▶ [Texte du document]:
%%

VIN-vinolex

Le 20 février dernier l’Alliance des Crus Bourgeois du Médoc publiait sa sélection officielle pour les cinq ans à venir. Si en Provence le classement des crus (1955) est devenu un peu désuet (https://dico-du-vin.com/crus-classes-de-provence-liste-des-crus-classes-de-provence/), les classements demeurent d’une importance économique capitale en Bordelais, à la rencontre de l’ « autorité traditionnelle » et de l’ « autorité rationnelle-légale » (v. le passionnant ouvrage de P.-M. Chauvin, Le marché des réputations, Une sociologie du monde des vins de Bordeaux, Féret, 2010).

Le système de classement des crus offre à l’étudiant curieux du droit du vin un remarquable exemple de la complexité de la matière, et au juriste confirmé une opportunité unique de se mettre à l’épreuve de l’ordre public viticole, lequel se montre particulièrement soucieux de régir avec précision l’utilisation des termes exprimant une hiérarchisation des crus. Le droit de l’Union européenne appréhende les classements en accueillant au sein des mentions traditionnelles  (Règlement n°1308/2013 du 17 décembre 2013, article 112, 1, b) les termes exprimant une telle hiérarchie de mérite (par exemple « Cru Bourgeois », « Cru Classé », « Grand Cru », «Premier Cru »), comme des expressions liées « à la qualité d’un vin, à son histoire ainsi qu’à un type de zone évoquant une hiérarchie de mérite entre les vins provenant d’un domaine spécifique ».

Le droit français connaît quant à lui des systèmes très variables de classement, inventoriés à l’article 13 du décret du 19 août 1921, modifié par le décret n° 64-668 du 27 juin 1964 et pris en application des dispositions du Code de la consommation.Si l’on s’en tient à la région bordelaise, l’on pourra par exemple distinguer selon que le classement des exploitations s’insère dans l’appellation, comme à Saint-Emilion ou dans les Graves, ou qu’il est autonome de l’appellation (célèbre classement des crus des Médoc et Sauternes de 1855, classement des crus bourgeois, qui rayonnent sur plusieurs appellations). L’on pourrait aussi distinguer selon qu’il est ou non révisable. Ainsi, le Conseil des Vins de Saint-Emilion remet l’ouvrage sur le métier tous les dix ans, alors que l’Alliance des Crus Bourgeois a mis en place un classement quinquennal.

%%

[Enregistrements de boîtes englobantes]
%%

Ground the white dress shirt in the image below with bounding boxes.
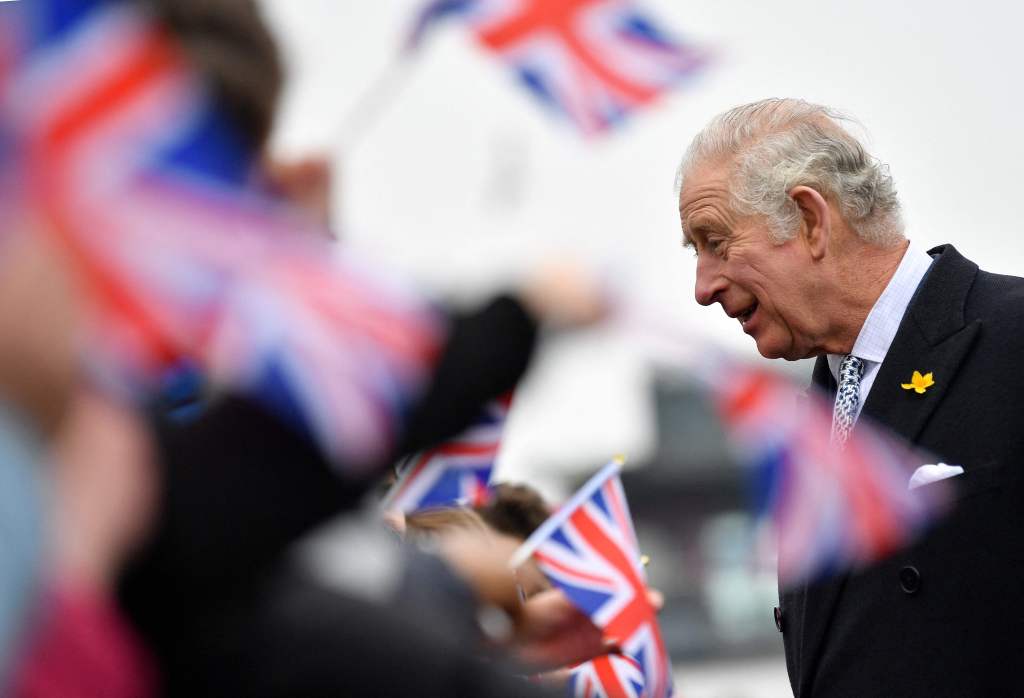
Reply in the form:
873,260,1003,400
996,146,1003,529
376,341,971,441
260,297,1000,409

%%
%%

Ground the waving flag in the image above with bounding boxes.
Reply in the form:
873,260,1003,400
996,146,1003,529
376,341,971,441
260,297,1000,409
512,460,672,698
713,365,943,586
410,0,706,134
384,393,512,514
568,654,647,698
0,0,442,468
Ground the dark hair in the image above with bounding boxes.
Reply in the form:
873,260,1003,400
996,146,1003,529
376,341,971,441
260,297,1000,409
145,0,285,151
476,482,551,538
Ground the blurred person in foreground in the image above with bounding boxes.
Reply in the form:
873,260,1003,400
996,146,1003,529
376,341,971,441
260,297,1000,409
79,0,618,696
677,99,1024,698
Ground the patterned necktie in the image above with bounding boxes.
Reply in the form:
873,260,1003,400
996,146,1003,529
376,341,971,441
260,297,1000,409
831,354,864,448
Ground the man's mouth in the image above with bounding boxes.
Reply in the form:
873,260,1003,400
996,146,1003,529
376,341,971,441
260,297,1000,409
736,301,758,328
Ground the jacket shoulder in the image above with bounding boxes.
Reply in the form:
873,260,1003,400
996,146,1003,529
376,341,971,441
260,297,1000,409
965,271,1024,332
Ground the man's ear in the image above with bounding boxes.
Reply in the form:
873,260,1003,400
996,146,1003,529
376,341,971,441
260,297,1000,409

%%

▶ [À faire]:
A – Répondez à ces questions d'après le texte sur les classements des crus :
(i) À quelle date l'Alliance des Crus Bourgeois du Médoc a-t-elle publié sa sélection officielle ?
(ii) Quel article du Règlement n°1308/2013 range parmi les mentions traditionnelles les termes exprimant une hiérarchie de mérite ?
(iii) À quel rythme le Conseil des Vins de Saint-Emilion révise-t-il son classement ?
B – Relevez tous les termes que le texte sur les classements des crus cite en exemple de mentions exprimant une hiérarchie de mérite.
C – Prolongez le texte sur les classements des crus à partir de sa dernière phrase.

▶ [Réponses par tâche]:
A –
(i) Le 20 février.
(ii) L'article 112, 1, b.
(iii) Tous les dix ans.

B – « Cru Bourgeois », « Cru Classé », « Grand Cru », « Premier Cru »

C –
A l’opposé, le classement des crus de Graves est figé depuis 1959 et celui de 1855 n’a été revu qu’une fois, en 1973, pour la promotion de Mouton-Rothschild au rang de premier cru classé. L’on pourrait aussi distinguer selon les critères de classement, les possibilités étant nombreuses : prix de vente, notoriété, qualité gustative, aptitude au vieillissement, conduite de la vigne, équipement du chai… Lorsque vient le temps de la révision et par contraste avec les classements anciens, l’on remarque une volonté commune d’accorder plus de place à la qualité organoleptique comme critère de classement. Ce qui paraît naturel à l’amateur de vin n’est pourtant une évidence ni pour le professionnel ni pour le juriste. Le professionnel se souviendra qu’en 1855, les courtiers bordelais – pourtant réputés les meilleurs dégustateurs de la place – avaient privilégié une hiérarchisation fondée sur les prix de vente car ils ne croyaient pas beaucoup à la dégustation, jugée trop subjective, et que selon eux la composition d’un jury « collectif » ne constituait pas une assurance d’un risque d’erreur plus faible.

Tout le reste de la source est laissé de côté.